Description of the task: Please output every record exactly, keeping each line as it is.

[Referring expression pointing data]
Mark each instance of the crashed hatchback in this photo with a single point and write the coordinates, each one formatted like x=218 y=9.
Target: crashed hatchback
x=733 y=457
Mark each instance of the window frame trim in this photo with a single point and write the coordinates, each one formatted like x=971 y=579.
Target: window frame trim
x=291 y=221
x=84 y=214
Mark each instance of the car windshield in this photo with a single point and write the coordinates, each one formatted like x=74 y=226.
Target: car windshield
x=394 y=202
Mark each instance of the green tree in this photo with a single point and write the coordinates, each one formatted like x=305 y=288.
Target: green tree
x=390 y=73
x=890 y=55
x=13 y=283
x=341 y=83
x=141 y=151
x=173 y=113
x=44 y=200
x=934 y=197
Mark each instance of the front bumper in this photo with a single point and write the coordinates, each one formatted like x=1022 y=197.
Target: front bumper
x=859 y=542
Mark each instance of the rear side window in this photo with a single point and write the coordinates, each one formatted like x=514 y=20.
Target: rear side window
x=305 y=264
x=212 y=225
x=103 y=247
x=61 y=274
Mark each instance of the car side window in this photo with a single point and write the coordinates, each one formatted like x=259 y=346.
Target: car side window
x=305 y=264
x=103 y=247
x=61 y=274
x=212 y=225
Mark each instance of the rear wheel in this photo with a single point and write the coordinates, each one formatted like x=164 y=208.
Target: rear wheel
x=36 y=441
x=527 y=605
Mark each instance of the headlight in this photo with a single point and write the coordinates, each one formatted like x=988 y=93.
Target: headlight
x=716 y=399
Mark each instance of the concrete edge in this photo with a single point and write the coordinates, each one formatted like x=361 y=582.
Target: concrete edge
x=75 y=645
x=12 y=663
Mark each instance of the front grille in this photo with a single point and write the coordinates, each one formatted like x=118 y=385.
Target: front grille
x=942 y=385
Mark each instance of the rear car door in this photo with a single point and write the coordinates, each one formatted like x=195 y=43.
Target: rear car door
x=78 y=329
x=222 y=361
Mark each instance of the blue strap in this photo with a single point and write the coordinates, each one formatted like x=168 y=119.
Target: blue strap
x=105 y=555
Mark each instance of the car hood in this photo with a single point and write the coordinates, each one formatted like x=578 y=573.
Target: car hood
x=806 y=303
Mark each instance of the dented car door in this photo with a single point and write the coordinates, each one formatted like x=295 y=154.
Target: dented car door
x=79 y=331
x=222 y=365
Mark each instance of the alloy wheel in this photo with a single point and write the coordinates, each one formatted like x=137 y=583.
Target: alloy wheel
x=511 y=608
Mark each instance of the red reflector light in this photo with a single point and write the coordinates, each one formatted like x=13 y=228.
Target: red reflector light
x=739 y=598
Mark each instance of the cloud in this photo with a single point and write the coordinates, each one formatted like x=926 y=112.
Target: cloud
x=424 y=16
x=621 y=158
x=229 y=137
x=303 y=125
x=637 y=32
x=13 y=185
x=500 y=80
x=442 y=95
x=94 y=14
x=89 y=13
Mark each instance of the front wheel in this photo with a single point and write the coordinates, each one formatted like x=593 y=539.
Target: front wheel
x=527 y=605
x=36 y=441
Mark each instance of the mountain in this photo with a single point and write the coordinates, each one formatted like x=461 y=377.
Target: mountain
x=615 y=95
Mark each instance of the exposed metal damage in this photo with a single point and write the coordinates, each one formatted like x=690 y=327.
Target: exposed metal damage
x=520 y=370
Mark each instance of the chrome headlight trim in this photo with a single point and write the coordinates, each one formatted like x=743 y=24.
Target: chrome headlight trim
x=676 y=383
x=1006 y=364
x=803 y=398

Task result:
Mark each instance of the crashed hatchback in this photo with a single point and write the coordinates, each one formatted like x=218 y=9.
Target: crashed hatchback
x=733 y=457
Mark each instance of the window frame trim in this photo with a single point and write the coordinates, each one formatted like x=971 y=579.
Target: window frame trim
x=291 y=221
x=84 y=214
Mark each instance of the car windshield in this photo with a single point and write the coordinates, each one formatted like x=74 y=226.
Target: car windshield
x=394 y=202
Mark each instance of the green tree in this photo with a single point and write the coordinates, each one formatted like x=305 y=288.
Target: green tree
x=390 y=73
x=890 y=55
x=13 y=283
x=341 y=83
x=141 y=151
x=173 y=113
x=44 y=200
x=934 y=197
Mark each instance of the front bumper in this photo with a single point and write the coordinates, each one formatted like x=1022 y=197.
Target: front bumper
x=859 y=542
Mark each instance of the rear side window in this photo with a single point and write the coordinates, each one formatted like x=514 y=20.
Target: rear side window
x=305 y=264
x=212 y=225
x=103 y=247
x=61 y=274
Mark each instance of the car side window in this photo with a single point and write the coordinates, each one formatted like x=259 y=346.
Target: car side window
x=305 y=264
x=103 y=247
x=61 y=274
x=212 y=225
Mark each instance of the rear wheel in this photo with a single point and write the coordinates, each one formatted like x=164 y=208.
Target: rear wheel
x=36 y=441
x=527 y=605
Mark each instance of the headlight in this photo with a single point and write the coordinates, each one formatted like x=988 y=93.
Target: headlight
x=716 y=399
Mark each instance of the concrete edge in this photo with a single point and write the coordinates, each one formatted like x=361 y=582.
Target: concrete edge
x=75 y=645
x=12 y=663
Mark each instance of the front grille in this photo with a single point and write the coordinates, each one formatted like x=118 y=385.
Target: front grille
x=942 y=385
Mark each instance of the rear car door in this photo with a single point and write the coordinates, each one formatted like x=195 y=43.
Target: rear car door
x=78 y=329
x=222 y=361
Mark each instance of the blue strap in this photo with a single point and write the coordinates, each one formatted like x=168 y=119.
Target: blue strap
x=105 y=555
Mark each instance of the car hood in this photo with a single point and write the coordinates, each one formatted like x=578 y=573.
Target: car hood
x=806 y=303
Mark each instance of the dented car door in this photo with a single point and write the coordinates, each one formatted like x=295 y=154.
Target: dented car door
x=79 y=331
x=222 y=365
Mark each instance of the alloy wheel in this photo with a single point and write the coordinates, each one formatted like x=137 y=583.
Target: alloy wheel
x=511 y=608
Mark each instance of the red reflector light in this photo with a single point and write the coordinates, each one formatted like x=13 y=228.
Target: red reflector light
x=739 y=598
Mark each instance of the cloud in this photo with a single point and write the coordinates, each one formatted like x=926 y=112.
Target: cloud
x=424 y=16
x=621 y=158
x=229 y=137
x=303 y=125
x=637 y=32
x=13 y=185
x=500 y=80
x=442 y=95
x=94 y=14
x=89 y=13
Mark each instance of the front wheel in this photo with a single point and write the coordinates, each one formatted like x=593 y=539.
Target: front wheel
x=527 y=605
x=36 y=441
Mark each instance of the mountain in this photo with a single point and write the coordinates, each one formatted like x=461 y=377.
Target: mountain
x=615 y=95
Mark each instance of the exposed metal damage in this photo with a single point and write the coordinates, each one formatted like x=690 y=327.
Target: exposed metal damage
x=520 y=370
Mark each instance of the chrome headlight trim in this photo with a single point and write the coordinates, each one formatted like x=743 y=24.
Target: chrome headlight trim
x=676 y=383
x=1006 y=364
x=803 y=398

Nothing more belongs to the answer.